# What you are asked to do
Read the records and write them out again exactly.
━━━ Stored rows ━━━
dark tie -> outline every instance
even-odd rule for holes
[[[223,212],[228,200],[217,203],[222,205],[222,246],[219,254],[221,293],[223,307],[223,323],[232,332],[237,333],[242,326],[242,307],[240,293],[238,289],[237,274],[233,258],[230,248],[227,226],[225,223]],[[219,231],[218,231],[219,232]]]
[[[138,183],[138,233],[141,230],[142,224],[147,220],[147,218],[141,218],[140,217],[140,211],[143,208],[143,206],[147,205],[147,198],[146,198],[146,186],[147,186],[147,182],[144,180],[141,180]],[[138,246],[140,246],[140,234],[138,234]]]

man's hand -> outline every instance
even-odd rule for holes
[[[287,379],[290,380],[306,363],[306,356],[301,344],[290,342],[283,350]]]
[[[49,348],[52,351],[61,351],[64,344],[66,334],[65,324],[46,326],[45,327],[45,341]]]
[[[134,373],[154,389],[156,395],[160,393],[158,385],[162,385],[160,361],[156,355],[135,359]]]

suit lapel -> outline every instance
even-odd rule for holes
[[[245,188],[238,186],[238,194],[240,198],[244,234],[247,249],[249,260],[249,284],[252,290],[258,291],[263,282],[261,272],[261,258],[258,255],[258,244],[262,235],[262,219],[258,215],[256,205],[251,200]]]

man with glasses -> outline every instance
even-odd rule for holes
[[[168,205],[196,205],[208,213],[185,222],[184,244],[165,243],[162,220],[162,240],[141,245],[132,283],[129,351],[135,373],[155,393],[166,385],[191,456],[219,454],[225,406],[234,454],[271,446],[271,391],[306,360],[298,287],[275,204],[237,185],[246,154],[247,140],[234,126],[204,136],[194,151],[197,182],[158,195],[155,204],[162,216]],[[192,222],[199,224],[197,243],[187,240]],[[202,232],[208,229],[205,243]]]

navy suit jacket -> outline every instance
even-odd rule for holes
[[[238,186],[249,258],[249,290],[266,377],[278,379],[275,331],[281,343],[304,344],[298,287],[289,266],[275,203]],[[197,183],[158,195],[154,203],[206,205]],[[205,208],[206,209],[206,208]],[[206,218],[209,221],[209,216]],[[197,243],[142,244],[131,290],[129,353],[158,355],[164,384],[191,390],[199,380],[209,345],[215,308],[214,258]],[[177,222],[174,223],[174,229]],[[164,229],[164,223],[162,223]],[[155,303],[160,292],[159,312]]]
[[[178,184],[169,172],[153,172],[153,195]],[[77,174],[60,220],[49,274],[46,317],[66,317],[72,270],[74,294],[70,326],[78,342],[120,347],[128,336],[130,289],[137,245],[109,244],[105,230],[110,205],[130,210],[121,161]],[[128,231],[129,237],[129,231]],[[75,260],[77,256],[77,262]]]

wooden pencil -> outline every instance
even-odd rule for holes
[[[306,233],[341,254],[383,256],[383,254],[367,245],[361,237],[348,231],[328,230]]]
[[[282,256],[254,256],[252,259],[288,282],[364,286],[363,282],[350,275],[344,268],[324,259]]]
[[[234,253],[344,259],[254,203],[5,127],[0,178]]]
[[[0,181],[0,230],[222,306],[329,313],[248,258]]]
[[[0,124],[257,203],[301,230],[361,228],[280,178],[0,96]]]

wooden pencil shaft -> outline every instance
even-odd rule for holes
━━━
# Output of the task
dark tie -> outline every instance
even-odd rule for holes
[[[223,212],[228,200],[217,203],[222,205],[222,246],[219,254],[221,293],[223,307],[223,323],[232,332],[237,333],[242,326],[242,307],[240,293],[238,289],[237,274],[233,258],[230,248],[227,226],[225,223]],[[219,231],[218,231],[219,232]]]
[[[138,183],[138,233],[141,230],[142,224],[147,220],[147,218],[141,218],[140,217],[140,211],[143,208],[143,206],[147,205],[147,198],[146,198],[146,186],[147,186],[147,182],[144,180],[141,180]],[[138,246],[140,246],[140,234],[138,234]]]

man's hand -> outline every instance
even-odd rule for holes
[[[287,379],[290,380],[306,363],[306,356],[301,344],[290,342],[283,350]]]
[[[49,348],[52,351],[61,351],[64,344],[66,334],[65,324],[46,326],[45,327],[45,341]]]
[[[134,373],[154,389],[156,395],[160,393],[158,385],[162,385],[160,361],[156,355],[135,359]]]

suit lapel -> outline every instance
even-odd rule for holes
[[[245,188],[238,186],[238,194],[240,198],[244,234],[247,249],[249,260],[249,284],[252,290],[258,291],[263,282],[261,272],[261,258],[258,255],[258,244],[262,235],[262,219],[258,215],[256,205],[251,200]]]

man with glasses -> outline every instance
even-odd rule for holes
[[[168,205],[196,205],[208,213],[185,222],[184,244],[165,243],[162,220],[162,240],[141,245],[132,283],[129,351],[135,373],[155,393],[166,385],[191,456],[219,454],[225,406],[234,454],[271,446],[271,391],[306,360],[298,287],[275,204],[237,185],[246,154],[247,140],[234,126],[204,136],[194,151],[197,182],[158,195],[155,204],[162,216]],[[192,222],[199,224],[197,243],[187,240]],[[202,232],[208,229],[205,243]]]

navy suit jacket -> outline every instance
even-odd rule for holes
[[[238,186],[249,258],[249,290],[266,377],[278,379],[275,331],[281,343],[304,344],[298,287],[289,266],[275,203]],[[197,183],[158,195],[154,203],[206,205]],[[205,208],[206,209],[206,208]],[[206,218],[209,221],[209,216]],[[197,243],[142,244],[131,290],[129,353],[158,355],[164,384],[191,390],[199,380],[209,345],[215,308],[214,258]],[[177,222],[174,223],[174,229]],[[164,229],[164,223],[162,223]],[[155,303],[160,292],[159,312]]]
[[[178,184],[169,172],[153,172],[153,195]],[[77,174],[60,220],[49,274],[46,317],[66,317],[72,270],[74,294],[70,326],[78,342],[120,347],[128,336],[130,289],[137,245],[109,244],[105,230],[110,205],[130,210],[121,161]],[[128,231],[129,237],[129,231]],[[75,260],[77,256],[77,262]]]

wooden pencil -> outline every instance
even-odd rule for holes
[[[306,233],[341,254],[383,256],[383,254],[367,245],[361,237],[348,231],[328,230]]]
[[[282,256],[254,256],[252,259],[288,282],[364,286],[363,282],[350,275],[344,268],[324,259]]]
[[[234,253],[344,259],[254,203],[5,127],[0,178]]]
[[[0,181],[0,230],[222,306],[329,313],[248,258]]]
[[[0,124],[257,203],[301,230],[361,228],[280,178],[0,96]]]

wooden pencil shaft -> outline every instance
even-odd rule for holes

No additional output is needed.